Exercise:
Please set down, unchanged, the line containing "Final review stage: ensure every green book" and all the lines that follow it until the data below ends.

Material for the task:
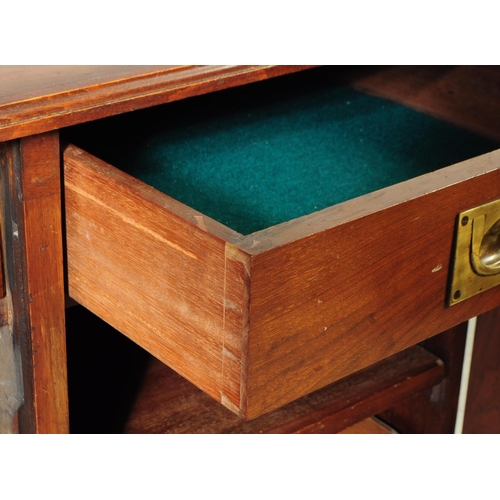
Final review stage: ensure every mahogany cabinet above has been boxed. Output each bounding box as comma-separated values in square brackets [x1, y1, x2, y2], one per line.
[1, 65, 499, 433]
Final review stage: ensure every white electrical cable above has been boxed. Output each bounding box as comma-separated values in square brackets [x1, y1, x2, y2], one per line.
[454, 316, 477, 434]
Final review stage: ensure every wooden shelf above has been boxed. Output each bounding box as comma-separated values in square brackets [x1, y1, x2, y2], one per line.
[65, 304, 443, 433]
[123, 344, 443, 433]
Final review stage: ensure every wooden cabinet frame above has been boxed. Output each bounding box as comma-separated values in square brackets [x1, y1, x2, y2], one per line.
[1, 65, 499, 433]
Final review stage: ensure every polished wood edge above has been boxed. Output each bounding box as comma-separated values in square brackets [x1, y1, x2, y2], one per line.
[0, 65, 186, 106]
[63, 140, 500, 258]
[0, 65, 315, 142]
[236, 149, 500, 254]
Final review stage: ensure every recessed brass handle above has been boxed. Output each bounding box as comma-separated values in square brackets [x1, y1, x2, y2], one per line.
[449, 198, 500, 305]
[471, 215, 500, 276]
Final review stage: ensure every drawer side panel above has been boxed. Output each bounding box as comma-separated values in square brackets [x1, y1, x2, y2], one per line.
[64, 145, 245, 411]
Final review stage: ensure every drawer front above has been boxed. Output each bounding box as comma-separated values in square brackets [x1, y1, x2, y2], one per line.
[241, 151, 500, 416]
[64, 144, 500, 419]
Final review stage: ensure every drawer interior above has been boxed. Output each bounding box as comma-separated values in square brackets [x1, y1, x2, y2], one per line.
[63, 66, 499, 235]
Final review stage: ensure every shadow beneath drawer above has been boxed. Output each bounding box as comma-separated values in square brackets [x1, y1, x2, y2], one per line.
[65, 305, 151, 433]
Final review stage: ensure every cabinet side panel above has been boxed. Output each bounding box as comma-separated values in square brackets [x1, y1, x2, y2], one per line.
[246, 160, 500, 418]
[1, 133, 69, 433]
[64, 145, 239, 406]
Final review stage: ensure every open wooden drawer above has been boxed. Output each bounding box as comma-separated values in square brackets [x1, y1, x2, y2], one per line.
[62, 66, 500, 420]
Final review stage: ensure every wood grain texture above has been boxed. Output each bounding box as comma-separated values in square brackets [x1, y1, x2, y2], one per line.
[0, 132, 68, 433]
[0, 66, 177, 104]
[122, 344, 443, 433]
[4, 66, 499, 432]
[377, 322, 468, 433]
[0, 66, 314, 142]
[462, 307, 500, 433]
[345, 66, 500, 142]
[64, 145, 248, 415]
[243, 151, 500, 417]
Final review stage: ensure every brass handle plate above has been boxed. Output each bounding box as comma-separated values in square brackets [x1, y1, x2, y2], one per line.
[449, 198, 500, 305]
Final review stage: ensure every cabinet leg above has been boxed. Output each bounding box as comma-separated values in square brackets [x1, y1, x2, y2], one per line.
[0, 131, 69, 433]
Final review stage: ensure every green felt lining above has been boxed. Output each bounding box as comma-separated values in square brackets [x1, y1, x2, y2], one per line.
[65, 69, 500, 235]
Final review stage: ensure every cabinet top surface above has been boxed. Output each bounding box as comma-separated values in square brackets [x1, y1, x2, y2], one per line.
[0, 65, 176, 105]
[0, 65, 309, 142]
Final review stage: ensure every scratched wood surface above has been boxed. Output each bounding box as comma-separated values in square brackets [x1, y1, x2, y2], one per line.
[0, 132, 68, 433]
[0, 66, 313, 142]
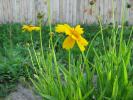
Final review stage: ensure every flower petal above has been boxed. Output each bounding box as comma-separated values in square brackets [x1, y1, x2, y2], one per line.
[55, 24, 72, 35]
[22, 25, 40, 32]
[78, 36, 88, 46]
[63, 36, 75, 50]
[33, 27, 41, 31]
[64, 24, 72, 30]
[77, 41, 85, 52]
[76, 36, 88, 52]
[75, 25, 84, 34]
[55, 24, 66, 33]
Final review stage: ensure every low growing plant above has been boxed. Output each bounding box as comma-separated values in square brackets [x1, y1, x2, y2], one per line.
[24, 0, 133, 99]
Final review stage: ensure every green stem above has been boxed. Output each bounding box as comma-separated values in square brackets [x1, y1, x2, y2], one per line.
[28, 47, 37, 74]
[119, 0, 124, 53]
[112, 26, 119, 51]
[86, 27, 108, 58]
[127, 26, 133, 45]
[46, 0, 64, 99]
[69, 50, 71, 72]
[82, 52, 90, 75]
[39, 20, 45, 63]
[98, 17, 106, 52]
[47, 0, 52, 33]
[111, 0, 115, 28]
[9, 25, 13, 49]
[30, 33, 41, 68]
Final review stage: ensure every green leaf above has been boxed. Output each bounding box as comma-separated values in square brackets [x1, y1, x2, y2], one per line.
[42, 94, 57, 100]
[83, 88, 94, 100]
[126, 83, 133, 100]
[125, 50, 131, 66]
[112, 76, 118, 99]
[107, 70, 111, 81]
[122, 59, 128, 86]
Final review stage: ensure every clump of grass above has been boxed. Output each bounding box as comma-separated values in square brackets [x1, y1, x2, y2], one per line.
[27, 23, 133, 99]
[0, 23, 109, 97]
[92, 22, 133, 99]
[25, 0, 133, 100]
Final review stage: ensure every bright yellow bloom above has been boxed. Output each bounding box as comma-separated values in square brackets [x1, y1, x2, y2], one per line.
[22, 25, 40, 32]
[55, 24, 88, 52]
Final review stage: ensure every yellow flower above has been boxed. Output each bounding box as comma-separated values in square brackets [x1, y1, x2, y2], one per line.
[22, 25, 40, 32]
[55, 24, 88, 52]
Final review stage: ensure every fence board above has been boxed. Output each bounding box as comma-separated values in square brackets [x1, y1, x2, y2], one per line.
[0, 0, 132, 25]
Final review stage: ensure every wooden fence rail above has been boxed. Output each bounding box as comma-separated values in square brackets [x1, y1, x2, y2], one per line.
[0, 0, 133, 25]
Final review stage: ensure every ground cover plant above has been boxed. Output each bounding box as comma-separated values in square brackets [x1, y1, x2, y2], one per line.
[24, 23, 133, 99]
[0, 23, 107, 97]
[0, 23, 133, 99]
[0, 0, 133, 100]
[22, 0, 133, 99]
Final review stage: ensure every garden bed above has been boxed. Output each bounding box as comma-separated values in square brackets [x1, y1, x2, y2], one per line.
[0, 23, 133, 99]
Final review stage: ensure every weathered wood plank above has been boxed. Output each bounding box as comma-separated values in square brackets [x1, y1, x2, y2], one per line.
[0, 0, 132, 25]
[79, 0, 84, 24]
[83, 0, 88, 24]
[129, 0, 133, 25]
[66, 0, 69, 23]
[69, 0, 73, 24]
[72, 0, 77, 25]
[59, 0, 63, 23]
[0, 0, 3, 23]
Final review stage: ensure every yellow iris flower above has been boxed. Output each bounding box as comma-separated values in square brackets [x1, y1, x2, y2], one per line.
[22, 25, 40, 32]
[55, 24, 88, 52]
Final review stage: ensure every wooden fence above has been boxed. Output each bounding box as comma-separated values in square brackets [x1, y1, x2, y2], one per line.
[0, 0, 133, 25]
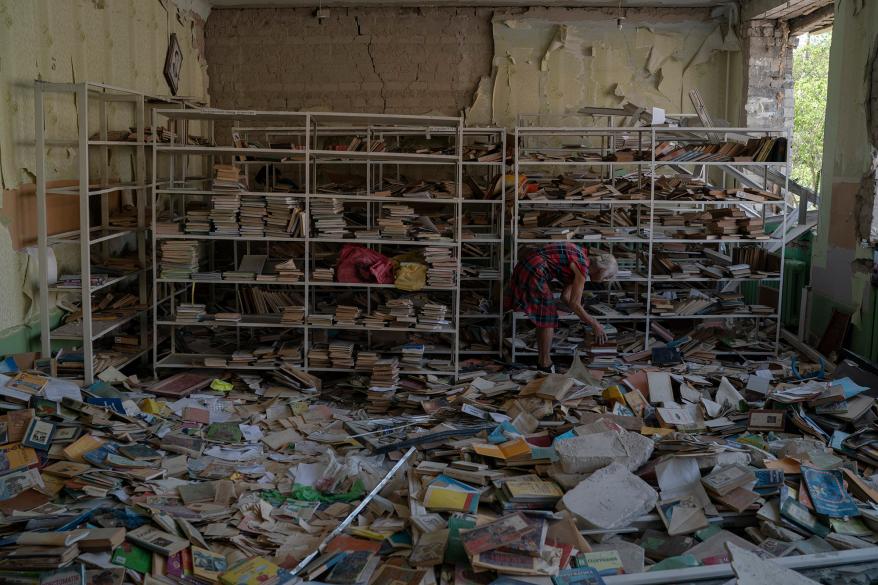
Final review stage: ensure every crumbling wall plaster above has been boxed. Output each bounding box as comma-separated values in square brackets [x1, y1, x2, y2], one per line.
[206, 6, 743, 128]
[0, 0, 210, 341]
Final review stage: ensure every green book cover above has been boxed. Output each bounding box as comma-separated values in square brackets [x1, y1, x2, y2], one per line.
[111, 542, 152, 574]
[444, 515, 477, 564]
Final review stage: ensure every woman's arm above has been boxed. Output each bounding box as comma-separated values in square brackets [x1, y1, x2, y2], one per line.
[565, 262, 607, 343]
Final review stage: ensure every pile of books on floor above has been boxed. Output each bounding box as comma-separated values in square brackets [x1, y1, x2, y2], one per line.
[212, 163, 248, 191]
[370, 358, 400, 388]
[266, 197, 305, 238]
[386, 298, 416, 326]
[175, 303, 207, 324]
[210, 194, 241, 237]
[379, 204, 416, 239]
[425, 247, 457, 287]
[280, 305, 306, 324]
[400, 343, 425, 369]
[275, 258, 304, 282]
[307, 344, 331, 368]
[312, 198, 348, 239]
[334, 305, 361, 326]
[312, 267, 334, 282]
[417, 302, 450, 331]
[329, 341, 356, 369]
[159, 240, 200, 279]
[239, 195, 267, 237]
[184, 204, 210, 235]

Answer to the problem:
Final review stage: ensure every green book cover above has been boxed. Output each bounding box as comma-separated values in square brackets [x1, y1, x2, y2], one per line.
[111, 542, 152, 574]
[444, 515, 477, 564]
Final review stage: ensure every woman's arm above has been boxed. Output each bounding box as comma-separated values in square brackets [x1, y1, x2, y2], one per line.
[565, 262, 607, 343]
Final review stage: ensure every pile of books on floor above has been boxed. Output each bounding box as comma-separated values in square brackets [x1, y1, x2, y2], one per line.
[212, 163, 248, 191]
[370, 358, 400, 388]
[266, 197, 305, 238]
[386, 298, 416, 326]
[175, 303, 207, 324]
[210, 194, 241, 237]
[379, 204, 416, 239]
[425, 247, 457, 287]
[280, 305, 306, 324]
[400, 343, 425, 369]
[275, 258, 304, 282]
[307, 344, 331, 368]
[312, 198, 348, 239]
[334, 305, 361, 326]
[312, 267, 334, 282]
[417, 302, 450, 331]
[329, 341, 356, 369]
[159, 240, 200, 279]
[239, 195, 267, 237]
[184, 204, 210, 235]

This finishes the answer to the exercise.